課題 |
A. 溝部達子医師の講演会に関する文章によると、講演会の参加者は何名でしたか。
B. 溝部達子医師の講演会に関する文章を、最後の文の後から書き継いでください。

━━━ 分析用テキスト

2011年(平成23年)10月30日、島根県保険医協会の主催による溝部達子医師の講演会が開催され、その様子が島根保険医協会報(11月5日付)に掲載されました。同協会のご厚意により、下記に転載致します。
当協会は10月30日(日)、保険医取消の取り消しを求めた裁判で勝訴した溝部達子先生(甲府市=みぞべこどもクリニック)を迎えての講演会を松江市で開催。溝部先生は個別指導、監査、提訴、勝訴までの、7年に及ぶ道のりを語りました。
溝部先生は、「勝訴できた自分は特別、奇跡的なケース、構造的な問題は裁判後も何ら変わっていない。健保法、療養担当規則を改正し、行政権を法律で縛ることが必要」と訴えました。
時折、声を詰まらせながら話す姿に、60名の参加者(指導問題に理解示す山陰両県の弁護士15名含む)は、固唾をのんで聴き入りました。
溝部先生は、2004年9月、「インフルエンザの診療が異様に多い」ことを理由に、山梨社会保険事務局(当時)の指導を受けますが、指導の理由とされた「点滴の件数が多い」「検査が多い」「輸液の量が多い」等について、患者調査で正当に行われていることが明らかになったにもかかわらず(指導を中断し、指導の段階ではできないはずの患者調査を当局は実施した)、指導は継続されました。そして、その後の追求項目は「非対面処方=無診察処方」に変わったといいます。
それもそのはずで、後に開示資料で明らかになったことですが、その指導は「取消ありき」、即ち監査、保険医取消が、その時点で予定されていた指導だったのです(その背景はここでは割愛いたします)。
その時の指導(2004年9月)では、溝部先生がいくら患者の状態を考えての医療行為だと主張しようとしても、保険指導医は「患者のことは話すな」「患者の言うことは聴くな」と、事務指導官は「嘘を言っていますね」と、その弁明を全く許さない態度に終始したそうです。
そして2005年3月、監査が実施され、非対面処方=無診察などが不正請求とされました(後の裁判では、多くが対面処方と認められた)。孤立無援の中で精神的に追い詰められた溝部先生は、立会人にも「駄々をこねるな」と言われ、個別調書にサインしてしまいます。
そして監査後の聴聞手続きを経て、クリニックの保険医療機関指定と保険医登録が取り消されたのです。
溝部先生は直ちに、甲府地裁に、取消の執行停止を申し立て、翌2006年2月にはそれが認められました(それまでの間は自費診療)。
その後の、今年5月31日、東京高裁での勝訴が確定するまでの経過は、これまでお伝えしてきた通りです。
次に患者会の活動を紹介します。
監査を受けた段階で、溝部先生はクリニック閉鎖の方針を患者さんに伝えたのでした。しかし、そこで立ち上がったのが、日頃先生にお世話になっている患者さんたちでした。

━━━━━━
━━━ データ抜粋

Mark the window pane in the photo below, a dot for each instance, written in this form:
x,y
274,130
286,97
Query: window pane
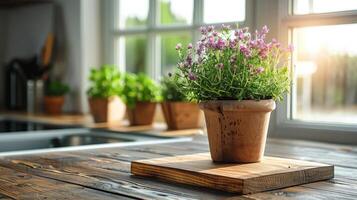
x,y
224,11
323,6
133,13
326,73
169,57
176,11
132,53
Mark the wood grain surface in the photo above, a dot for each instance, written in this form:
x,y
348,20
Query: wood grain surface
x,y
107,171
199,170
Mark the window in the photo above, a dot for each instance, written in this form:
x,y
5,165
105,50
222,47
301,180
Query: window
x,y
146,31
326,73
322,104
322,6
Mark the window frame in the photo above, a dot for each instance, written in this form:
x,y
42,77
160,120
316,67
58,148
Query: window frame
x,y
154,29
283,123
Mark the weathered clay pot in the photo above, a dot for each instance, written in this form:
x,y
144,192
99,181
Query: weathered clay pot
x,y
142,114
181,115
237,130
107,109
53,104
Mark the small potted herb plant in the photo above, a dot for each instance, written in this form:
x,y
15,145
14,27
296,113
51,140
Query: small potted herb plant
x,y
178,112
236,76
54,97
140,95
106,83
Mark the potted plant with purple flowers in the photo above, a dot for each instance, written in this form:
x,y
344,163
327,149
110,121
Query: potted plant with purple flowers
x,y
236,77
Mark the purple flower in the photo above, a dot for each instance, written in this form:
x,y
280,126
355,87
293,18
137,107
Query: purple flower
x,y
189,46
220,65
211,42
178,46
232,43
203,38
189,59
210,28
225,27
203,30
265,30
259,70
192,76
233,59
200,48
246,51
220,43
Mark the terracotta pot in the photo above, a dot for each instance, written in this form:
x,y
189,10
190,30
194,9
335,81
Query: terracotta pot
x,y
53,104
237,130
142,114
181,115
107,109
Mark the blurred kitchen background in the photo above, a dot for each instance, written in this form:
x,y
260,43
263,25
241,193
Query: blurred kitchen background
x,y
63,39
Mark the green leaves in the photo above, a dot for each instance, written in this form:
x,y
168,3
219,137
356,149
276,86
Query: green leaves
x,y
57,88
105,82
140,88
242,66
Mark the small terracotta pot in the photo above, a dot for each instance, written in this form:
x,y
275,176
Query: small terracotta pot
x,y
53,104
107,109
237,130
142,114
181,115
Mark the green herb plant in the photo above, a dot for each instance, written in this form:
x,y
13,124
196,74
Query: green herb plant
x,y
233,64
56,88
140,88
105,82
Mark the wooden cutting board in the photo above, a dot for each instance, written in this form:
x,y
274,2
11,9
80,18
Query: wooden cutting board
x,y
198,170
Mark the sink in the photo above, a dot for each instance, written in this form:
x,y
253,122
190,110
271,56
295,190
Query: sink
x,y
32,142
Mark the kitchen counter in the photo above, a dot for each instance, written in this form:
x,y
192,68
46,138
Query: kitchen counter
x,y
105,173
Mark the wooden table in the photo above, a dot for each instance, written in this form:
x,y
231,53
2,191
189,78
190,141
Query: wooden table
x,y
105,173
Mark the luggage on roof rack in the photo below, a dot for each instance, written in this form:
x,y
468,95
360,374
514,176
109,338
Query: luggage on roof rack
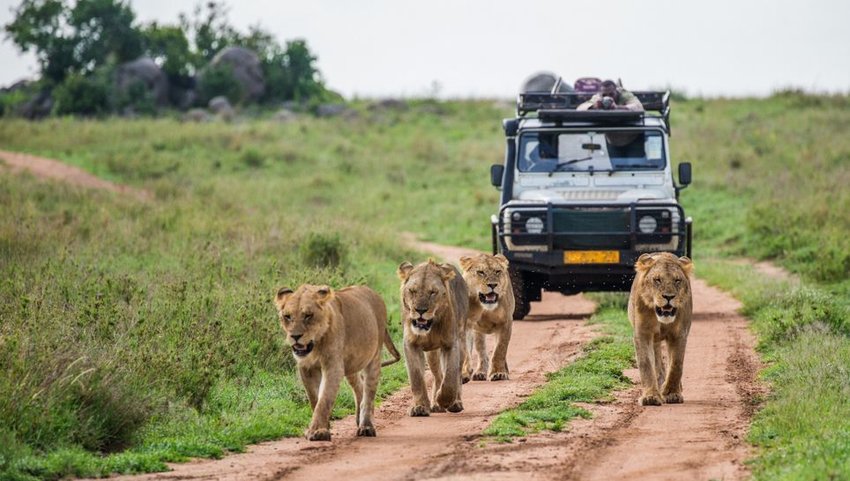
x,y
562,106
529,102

━━━━━━

解答 |
A. 60名です。

B.
2005年3月、患者462名、賛同者192名の計654名が「患者会」(山梨小児医療を考える会)を結成。翌4月には甲府市人口の14%に相当する2万7,430人分の嘆願書を社会保険事務局に提出。6月には300名以上が社会保険庁宛にクリニックの存続を求める手紙を送付したのです。
また「不正」「不当」と断じられた医療を受けた患者さんたちが、その医療によってどんなに救われたかを手紙に認め(大人も子どもも)、甲府地方裁判所と山梨社会保険事務局に送付しました。
無診察処方とされた一例は、母子が発熱で受診し、A型インフルエンザが出た。家で夫も同じ症状で苦しんでいるのを聞き処方した。この緊急避難的な行為も、取消の一因とされました。患者さんたちは、「悪いのはそのような医療制度」と、溝部先生を救う行動に踏み出したのです。
溝部先生は診察を「診断に必要な情報を得ること」と定義しました。
もう一人、大きな働きをしたのが代理人の石川弁護士です。元々、保険医療機関、保険医の取消について諮問を受けて答申する社会医療協議会の公益委員だったのですが、公益委員の職を辞し、溝部先生の代理人となったのでした。「私は弱い人の味方になろうと弁護士になりました。その本分を全うします」と。
溝部先生は以上の経過を話したうえで、「勝訴できた自分は特別、奇跡的なケース、構造的な問題は裁判後も何ら変わっていない。健保法、療養担当規則を改正し、行政権を法律で縛ることが必要。行政権を縛る規定が健保法には全くない。療養担当規則に違反すれば誰でも取消になる可能性がある。「不正」「不当」の解釈も、「しばしば」の解釈も担当官の気持ち一つで決まる。誰が取消になってもおかしくない」と、厚労省の裁量権が広汎であり、それを縛ることの必要性を訴えました。
そして、「保険医の診療権」は、国民(患者)の「受療権」であるとも。
まとめとして、「無関心を装うことは罪悪である」というマザー・テレサの言葉を紹介し、「いじめるほうに加担するのはもってのほかだが、無関心を装い黙っているのも罪悪と考える。本当の問題は何であるのかということを、皆保険の中で見失ってしまったのではないか。一度見失ったのを見出して、何が必要なのか、何をしなければならないのか、それを先生方に考えて頂きたい。こうなったのは自分の運命と考えている。その運命を受け入れて、二度とこのような悲劇が起きないよう、そして、若い保険医のため負の遺産をのこさないよう努めたい。保険行政の改革に力を尽くすることが私に与えられた使命と考え前へ進んでいきたい」と結びました。